TO DO: Tally the lines below that contain the string "pillar". Return only the count.

— START RECORDED DATA —

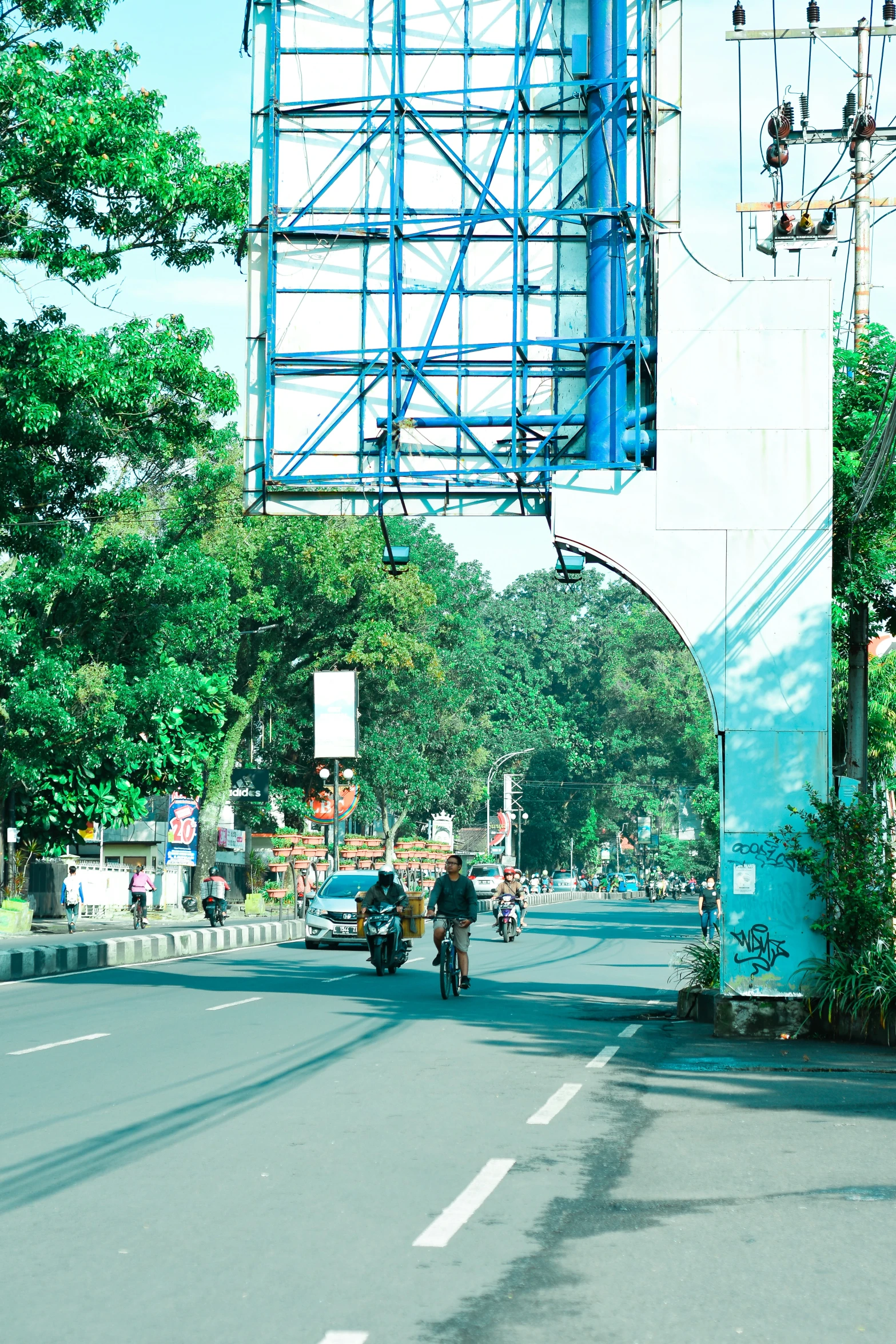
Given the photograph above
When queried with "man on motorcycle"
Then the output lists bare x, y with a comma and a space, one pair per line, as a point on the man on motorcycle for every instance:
386, 892
216, 888
509, 888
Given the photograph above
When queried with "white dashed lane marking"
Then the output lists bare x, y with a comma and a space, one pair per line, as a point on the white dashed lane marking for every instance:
554, 1104
599, 1061
54, 1045
236, 1003
441, 1231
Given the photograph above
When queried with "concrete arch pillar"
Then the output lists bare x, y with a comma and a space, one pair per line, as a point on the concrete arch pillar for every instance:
731, 538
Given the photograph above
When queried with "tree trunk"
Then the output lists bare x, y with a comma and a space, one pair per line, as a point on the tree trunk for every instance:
217, 793
390, 832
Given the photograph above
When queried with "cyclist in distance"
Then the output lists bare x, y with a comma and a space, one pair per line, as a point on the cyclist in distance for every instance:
453, 902
139, 886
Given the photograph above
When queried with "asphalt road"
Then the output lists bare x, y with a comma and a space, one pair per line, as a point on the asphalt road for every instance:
250, 1144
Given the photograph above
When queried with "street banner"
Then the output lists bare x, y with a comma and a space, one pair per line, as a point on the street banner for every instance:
183, 831
503, 832
252, 785
323, 804
335, 715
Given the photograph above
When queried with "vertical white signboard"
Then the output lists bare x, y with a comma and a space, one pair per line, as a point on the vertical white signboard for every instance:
335, 715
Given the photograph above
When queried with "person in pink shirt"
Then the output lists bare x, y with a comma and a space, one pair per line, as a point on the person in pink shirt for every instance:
139, 886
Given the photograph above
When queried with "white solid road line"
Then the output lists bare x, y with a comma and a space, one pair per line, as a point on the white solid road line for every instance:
599, 1061
554, 1104
467, 1203
236, 1003
53, 1045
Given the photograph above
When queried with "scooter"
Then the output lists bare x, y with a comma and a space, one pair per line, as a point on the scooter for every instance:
216, 909
507, 918
383, 932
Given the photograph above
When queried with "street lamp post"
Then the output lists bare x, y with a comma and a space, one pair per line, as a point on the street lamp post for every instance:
521, 817
488, 795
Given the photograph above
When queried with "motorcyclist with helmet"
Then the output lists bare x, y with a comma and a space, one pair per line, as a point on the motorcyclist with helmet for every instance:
386, 892
216, 889
509, 886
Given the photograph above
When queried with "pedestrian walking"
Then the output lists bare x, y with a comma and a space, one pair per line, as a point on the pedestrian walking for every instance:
73, 897
708, 908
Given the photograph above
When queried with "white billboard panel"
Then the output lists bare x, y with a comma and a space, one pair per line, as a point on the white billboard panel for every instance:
335, 715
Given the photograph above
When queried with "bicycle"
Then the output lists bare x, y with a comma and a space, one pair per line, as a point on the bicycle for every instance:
449, 969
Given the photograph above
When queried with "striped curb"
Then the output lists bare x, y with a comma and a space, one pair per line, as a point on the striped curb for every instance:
61, 959
551, 898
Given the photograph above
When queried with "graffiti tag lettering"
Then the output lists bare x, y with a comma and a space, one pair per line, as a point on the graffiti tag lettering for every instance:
767, 854
758, 948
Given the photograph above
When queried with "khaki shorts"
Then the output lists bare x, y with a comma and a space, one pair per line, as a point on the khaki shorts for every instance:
461, 936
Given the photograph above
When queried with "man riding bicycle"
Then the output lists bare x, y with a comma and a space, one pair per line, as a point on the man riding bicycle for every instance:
511, 886
457, 904
139, 886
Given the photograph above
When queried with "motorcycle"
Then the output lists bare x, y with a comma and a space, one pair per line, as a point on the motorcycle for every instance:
383, 932
216, 910
214, 906
507, 918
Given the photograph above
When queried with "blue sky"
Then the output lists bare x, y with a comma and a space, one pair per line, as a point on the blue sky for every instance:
191, 53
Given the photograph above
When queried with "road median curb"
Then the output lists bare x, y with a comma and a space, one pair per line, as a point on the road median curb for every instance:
62, 959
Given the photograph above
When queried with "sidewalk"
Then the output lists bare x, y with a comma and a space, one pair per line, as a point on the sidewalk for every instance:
89, 931
34, 957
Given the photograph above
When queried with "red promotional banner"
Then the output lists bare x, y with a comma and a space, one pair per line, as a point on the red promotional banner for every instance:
323, 804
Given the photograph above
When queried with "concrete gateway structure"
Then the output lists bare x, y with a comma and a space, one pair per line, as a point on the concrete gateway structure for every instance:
469, 295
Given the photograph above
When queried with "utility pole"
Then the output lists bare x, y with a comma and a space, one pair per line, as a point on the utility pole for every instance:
856, 764
859, 133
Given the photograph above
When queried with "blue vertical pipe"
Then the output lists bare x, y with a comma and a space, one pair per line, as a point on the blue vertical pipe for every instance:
605, 242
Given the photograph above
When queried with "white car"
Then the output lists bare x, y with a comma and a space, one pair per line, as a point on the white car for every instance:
485, 878
332, 914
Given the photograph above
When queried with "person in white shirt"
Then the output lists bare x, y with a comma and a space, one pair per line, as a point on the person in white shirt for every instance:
71, 897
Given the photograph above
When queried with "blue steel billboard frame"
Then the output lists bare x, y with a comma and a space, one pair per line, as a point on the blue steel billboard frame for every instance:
595, 205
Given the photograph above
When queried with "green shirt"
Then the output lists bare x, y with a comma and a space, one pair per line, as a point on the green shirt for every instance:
457, 900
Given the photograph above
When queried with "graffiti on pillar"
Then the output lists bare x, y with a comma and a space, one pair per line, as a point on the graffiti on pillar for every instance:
758, 948
767, 854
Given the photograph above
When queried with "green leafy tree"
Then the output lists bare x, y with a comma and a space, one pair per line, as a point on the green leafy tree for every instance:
86, 171
621, 706
848, 857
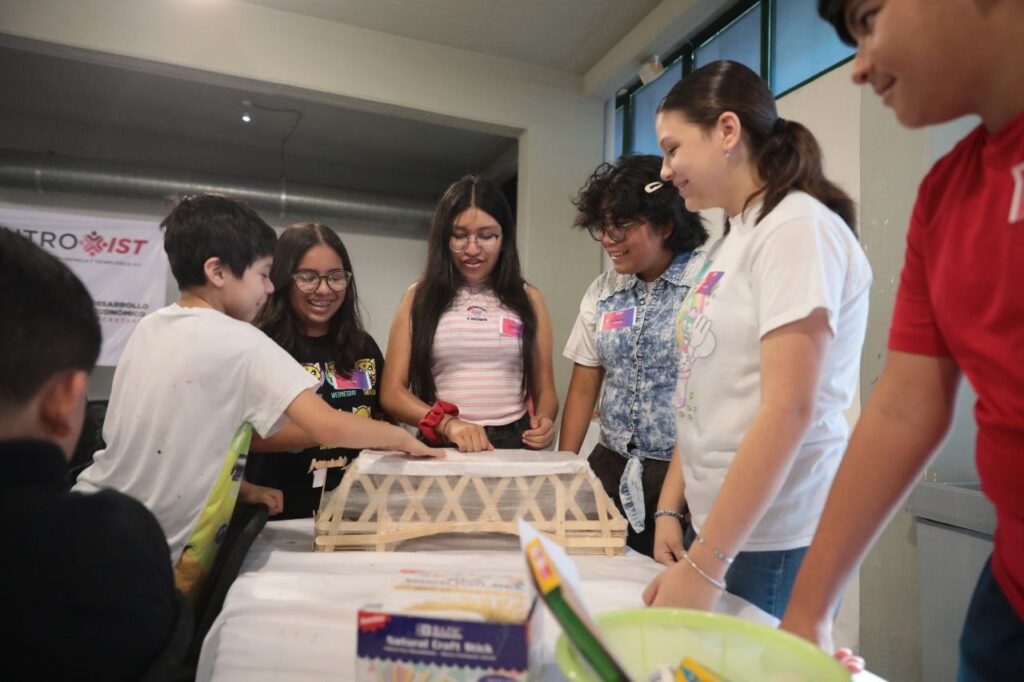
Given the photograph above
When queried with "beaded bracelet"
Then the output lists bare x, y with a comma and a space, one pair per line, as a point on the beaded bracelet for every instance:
719, 554
700, 571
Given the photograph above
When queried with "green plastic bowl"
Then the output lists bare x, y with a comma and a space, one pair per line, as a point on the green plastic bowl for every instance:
739, 650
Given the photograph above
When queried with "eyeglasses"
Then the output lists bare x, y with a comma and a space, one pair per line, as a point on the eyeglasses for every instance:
616, 231
484, 242
308, 281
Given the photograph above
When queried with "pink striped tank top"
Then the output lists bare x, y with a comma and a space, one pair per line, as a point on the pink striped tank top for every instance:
477, 357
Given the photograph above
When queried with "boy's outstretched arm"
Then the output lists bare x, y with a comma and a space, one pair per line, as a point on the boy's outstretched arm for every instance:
901, 426
326, 425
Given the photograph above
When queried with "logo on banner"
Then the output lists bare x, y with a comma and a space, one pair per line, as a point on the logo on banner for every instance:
93, 243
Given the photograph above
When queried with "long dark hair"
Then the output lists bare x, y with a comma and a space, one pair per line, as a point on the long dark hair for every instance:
278, 318
785, 154
436, 288
620, 192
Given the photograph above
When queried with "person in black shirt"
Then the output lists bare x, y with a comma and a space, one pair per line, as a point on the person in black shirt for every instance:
314, 315
86, 591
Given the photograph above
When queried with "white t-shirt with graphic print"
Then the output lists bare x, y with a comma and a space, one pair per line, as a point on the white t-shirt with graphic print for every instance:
799, 258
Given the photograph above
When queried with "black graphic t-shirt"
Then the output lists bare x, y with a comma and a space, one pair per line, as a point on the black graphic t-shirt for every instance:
354, 391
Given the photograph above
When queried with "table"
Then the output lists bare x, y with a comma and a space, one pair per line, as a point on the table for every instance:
291, 613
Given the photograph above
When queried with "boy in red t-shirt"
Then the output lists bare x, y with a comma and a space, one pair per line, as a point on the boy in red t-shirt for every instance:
960, 309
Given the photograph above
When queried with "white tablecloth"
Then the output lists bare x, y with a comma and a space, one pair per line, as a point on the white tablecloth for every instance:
291, 613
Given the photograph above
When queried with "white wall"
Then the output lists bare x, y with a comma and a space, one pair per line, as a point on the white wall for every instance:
560, 130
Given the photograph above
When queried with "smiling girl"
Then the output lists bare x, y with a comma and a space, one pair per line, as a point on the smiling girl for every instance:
470, 347
770, 339
314, 315
622, 344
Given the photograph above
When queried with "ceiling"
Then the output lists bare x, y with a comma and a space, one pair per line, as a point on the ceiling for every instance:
565, 35
92, 111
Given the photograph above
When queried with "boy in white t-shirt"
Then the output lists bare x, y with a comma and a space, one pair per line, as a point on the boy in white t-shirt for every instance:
197, 378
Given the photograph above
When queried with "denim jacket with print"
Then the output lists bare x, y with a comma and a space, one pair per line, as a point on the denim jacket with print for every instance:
637, 349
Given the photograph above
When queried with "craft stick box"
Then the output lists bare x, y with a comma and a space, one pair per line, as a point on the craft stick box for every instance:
442, 627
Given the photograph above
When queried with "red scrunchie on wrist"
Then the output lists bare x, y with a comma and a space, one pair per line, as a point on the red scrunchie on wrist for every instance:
428, 425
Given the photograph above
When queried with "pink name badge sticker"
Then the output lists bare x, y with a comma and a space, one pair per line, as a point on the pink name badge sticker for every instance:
617, 320
357, 379
511, 327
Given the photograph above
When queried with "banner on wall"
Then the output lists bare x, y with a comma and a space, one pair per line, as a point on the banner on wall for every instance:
120, 260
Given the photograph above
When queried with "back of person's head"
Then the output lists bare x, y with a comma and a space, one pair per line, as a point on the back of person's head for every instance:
205, 226
834, 11
441, 280
632, 189
50, 328
471, 192
279, 318
784, 154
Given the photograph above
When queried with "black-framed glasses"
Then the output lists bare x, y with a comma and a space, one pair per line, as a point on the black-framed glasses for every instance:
308, 281
616, 231
484, 241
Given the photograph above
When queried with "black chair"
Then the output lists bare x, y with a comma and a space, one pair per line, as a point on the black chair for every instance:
90, 440
246, 523
172, 664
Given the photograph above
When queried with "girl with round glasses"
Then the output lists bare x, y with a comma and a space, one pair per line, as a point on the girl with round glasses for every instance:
622, 344
469, 355
769, 342
313, 313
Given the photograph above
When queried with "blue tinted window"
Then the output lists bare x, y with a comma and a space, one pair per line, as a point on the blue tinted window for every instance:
803, 45
644, 103
740, 41
620, 126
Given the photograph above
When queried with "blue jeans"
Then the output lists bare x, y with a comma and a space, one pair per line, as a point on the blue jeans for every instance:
992, 642
764, 579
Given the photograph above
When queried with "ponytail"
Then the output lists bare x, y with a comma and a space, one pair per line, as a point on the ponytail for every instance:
785, 154
791, 159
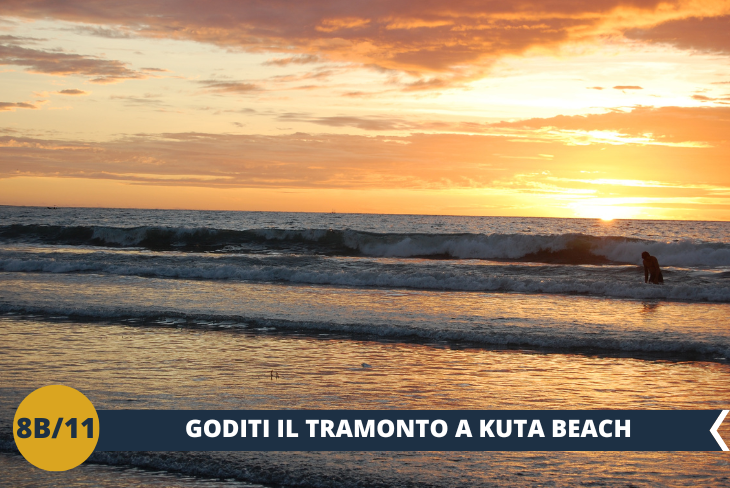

— END RECORDED DATA —

WRITTEN RESPONSE: 4